• Directive 1: Reproduce word for word the rows of data below, from the line containing "Annotation spec v2.4 — Object: sky." through the line containing "xmin=0 ymin=0 xmax=800 ymax=50", including both of those lines.

-----

There may be certain qualities you look for in an model:

- Interpretable - can we see or understand why the model is making the decisions it makes?
- Simple - easy to explain and understand
- Accurate
- Fast (to train and test)
- Scalable (it can be applied to a large dataset)

Though there are generally trade-offs amongst these qualities.

In order to select amongst models, we need some way of evaluating their performance.

You can't evaluate a model's hypothesis function with the cost function because minimizing the error can lead to overfitting.

A good approach is to take your data and split it randomly into a training set and a test set (e.g. a 70%/30% split). Then you train your model on the training set and see how it performs on the test set.

-----

• Directive 2: Keep writing the passage on choosing and evaluating models above, starting right after its final sentence.

A block of data

-----

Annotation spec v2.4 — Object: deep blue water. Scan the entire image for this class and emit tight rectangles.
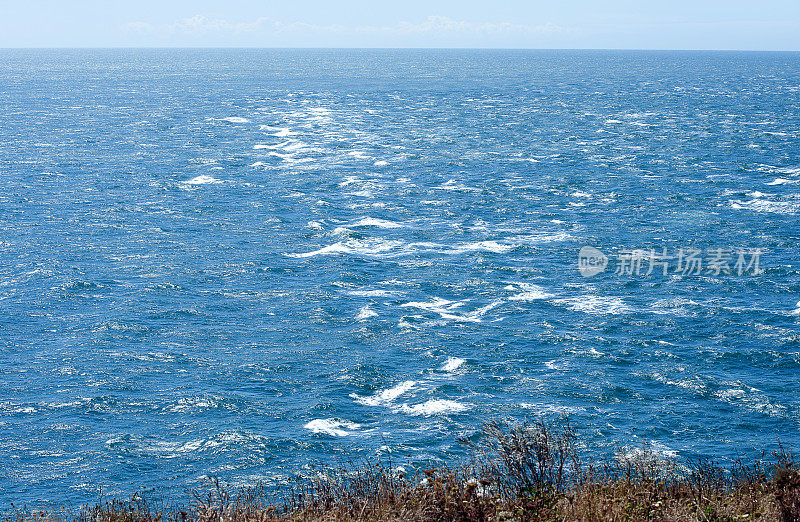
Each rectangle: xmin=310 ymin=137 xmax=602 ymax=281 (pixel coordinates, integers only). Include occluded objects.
xmin=0 ymin=50 xmax=800 ymax=506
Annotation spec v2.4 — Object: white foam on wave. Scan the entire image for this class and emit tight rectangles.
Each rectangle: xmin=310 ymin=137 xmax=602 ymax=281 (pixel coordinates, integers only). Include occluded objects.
xmin=286 ymin=239 xmax=404 ymax=258
xmin=441 ymin=357 xmax=467 ymax=372
xmin=767 ymin=178 xmax=800 ymax=185
xmin=350 ymin=381 xmax=417 ymax=406
xmin=183 ymin=174 xmax=222 ymax=185
xmin=347 ymin=290 xmax=405 ymax=297
xmin=356 ymin=305 xmax=378 ymax=321
xmin=220 ymin=116 xmax=250 ymax=123
xmin=714 ymin=381 xmax=787 ymax=417
xmin=400 ymin=297 xmax=502 ymax=323
xmin=285 ymin=237 xmax=519 ymax=258
xmin=519 ymin=402 xmax=586 ymax=415
xmin=552 ymin=295 xmax=635 ymax=315
xmin=349 ymin=217 xmax=405 ymax=228
xmin=505 ymin=283 xmax=555 ymax=301
xmin=444 ymin=241 xmax=515 ymax=254
xmin=436 ymin=179 xmax=483 ymax=192
xmin=303 ymin=419 xmax=361 ymax=437
xmin=731 ymin=199 xmax=800 ymax=214
xmin=400 ymin=399 xmax=470 ymax=417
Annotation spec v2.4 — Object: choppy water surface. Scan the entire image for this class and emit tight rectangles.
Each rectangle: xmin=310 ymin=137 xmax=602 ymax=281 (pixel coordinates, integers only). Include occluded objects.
xmin=0 ymin=50 xmax=800 ymax=506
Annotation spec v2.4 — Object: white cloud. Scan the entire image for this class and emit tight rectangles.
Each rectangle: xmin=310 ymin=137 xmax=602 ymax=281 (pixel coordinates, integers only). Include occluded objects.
xmin=124 ymin=14 xmax=563 ymax=37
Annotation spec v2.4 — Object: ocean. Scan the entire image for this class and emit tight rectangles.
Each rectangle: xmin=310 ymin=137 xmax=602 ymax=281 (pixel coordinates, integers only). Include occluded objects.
xmin=0 ymin=49 xmax=800 ymax=507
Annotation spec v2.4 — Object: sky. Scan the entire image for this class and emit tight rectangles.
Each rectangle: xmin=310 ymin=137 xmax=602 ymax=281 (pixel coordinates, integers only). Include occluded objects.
xmin=0 ymin=0 xmax=800 ymax=51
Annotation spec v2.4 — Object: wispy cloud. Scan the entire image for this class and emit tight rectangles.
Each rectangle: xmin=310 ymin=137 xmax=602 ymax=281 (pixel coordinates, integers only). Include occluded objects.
xmin=124 ymin=14 xmax=564 ymax=36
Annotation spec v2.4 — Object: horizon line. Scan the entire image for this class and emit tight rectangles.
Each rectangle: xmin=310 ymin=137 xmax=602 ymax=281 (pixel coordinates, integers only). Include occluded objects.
xmin=0 ymin=46 xmax=800 ymax=53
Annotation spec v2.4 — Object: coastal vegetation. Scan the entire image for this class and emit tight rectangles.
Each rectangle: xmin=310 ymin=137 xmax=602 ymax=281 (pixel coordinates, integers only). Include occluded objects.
xmin=5 ymin=422 xmax=800 ymax=522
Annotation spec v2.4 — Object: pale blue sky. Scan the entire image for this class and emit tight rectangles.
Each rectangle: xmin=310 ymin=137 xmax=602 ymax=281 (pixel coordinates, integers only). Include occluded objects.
xmin=0 ymin=0 xmax=800 ymax=50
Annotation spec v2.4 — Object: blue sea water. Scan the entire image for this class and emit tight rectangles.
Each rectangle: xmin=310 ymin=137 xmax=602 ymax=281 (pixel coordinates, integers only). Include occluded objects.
xmin=0 ymin=50 xmax=800 ymax=507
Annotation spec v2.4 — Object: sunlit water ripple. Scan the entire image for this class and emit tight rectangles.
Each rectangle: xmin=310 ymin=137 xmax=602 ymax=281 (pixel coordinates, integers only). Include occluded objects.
xmin=0 ymin=50 xmax=800 ymax=506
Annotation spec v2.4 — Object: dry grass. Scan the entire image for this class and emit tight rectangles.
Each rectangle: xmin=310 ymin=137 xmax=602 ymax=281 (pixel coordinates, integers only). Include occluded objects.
xmin=6 ymin=423 xmax=800 ymax=522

-----

• Task response 1:
Annotation spec v2.4 — Object: sky. Scan the entire image for this class and emit tight rectangles.
Each rectangle: xmin=310 ymin=137 xmax=602 ymax=281 (pixel coordinates, integers only). Include occluded objects.
xmin=0 ymin=0 xmax=800 ymax=51
Annotation spec v2.4 — Object: wispy cloud. Scan the entire image for this class and emit tight rectangles.
Each rectangle: xmin=310 ymin=137 xmax=602 ymax=281 (pixel coordinates, integers only). Include occluded objects.
xmin=124 ymin=14 xmax=564 ymax=36
Annotation spec v2.4 — Object: horizon line. Scan the entire image for this class and emit tight rectangles.
Each rectangle: xmin=310 ymin=137 xmax=602 ymax=281 (pixel coordinates, integers only). Include occluded objects.
xmin=0 ymin=46 xmax=800 ymax=53
Annotation spec v2.4 — Object: coastal vegetation. Scan the entire image for this class and emit tight rectangles.
Each rectangle: xmin=310 ymin=137 xmax=602 ymax=281 (pixel coordinates, integers only). Include occluded objects.
xmin=5 ymin=422 xmax=800 ymax=522
Annotation spec v2.4 — Object: pale blue sky. Scan the entire image for this class and emit tight rectangles.
Each rectangle: xmin=310 ymin=137 xmax=602 ymax=281 (pixel coordinates, integers only). Include occluded objects.
xmin=0 ymin=0 xmax=800 ymax=50

• Task response 2:
For linear regression, you might do things this way:

- Learn parameter
$\theta$ from training data by minimizing training error$J(\theta)$ . -
Compute test set error (using the squared error) (

$m_{\text{test}}$ is the test set size):$$ J_{\text{test}}(\theta) = \frac{1}{2m_{\text{test}}} \sum^{m_{\text{test}}}_{i=1} (h_{\theta}(x^{(i)}_{\text{test}}) - y^{(i)}_{\text{test}}) $$

For logistic regression, you might do things this way:

- Learn parameter
$\theta$ from training data by minimizing training error$J(\theta)$ . -
Compute test set error (

$m_{\text{test}}$ is the test set size):$$ J_{\text{test}}(\theta) = -\frac{1}{m_{\text{test}}} \sum^{m_{\text{test}}}_{i=1} y^{(i)}_{\text{test}} \log h_{\theta} (x^{(i)}_{\text{test}}) + (1 - y^{(i)}_{\text{test}}) \log h_{\theta} (x^{(i)}_{\text{test}}) $$ -
Alternatively, you can use the misclassification error ("0/1 misclassification error", read "zero-one"), which is just the fraction of examples that your hypothesis has mislabeled:

$$ \begin{aligned} err(h_{\theta}(x), y) &= \begin{cases} 1, & \text{if $h_{\theta}(x) \geq 0.5, y=0$ or if $h_{\theta}(x) < 0.5, y=1$} \\[2ex] 0, & \text{otherwise} \end{cases} \\ \text{test error} &= \frac{1}{m_{\text{test}}} \sum^{m_{\text{test}}}_{i=1} err(h_{\theta}(x^{(i)}_{\text{test}}), y^{(i)}_{\text{test}}) \end{aligned} $$

A better way of splitting the data is to not split it only into training and testing sets, but to also include a *validation* set. A typical ratio is 60% training, 20% validation, 20% testing.

So instead of just measuring the test error, you would also measure the validation error.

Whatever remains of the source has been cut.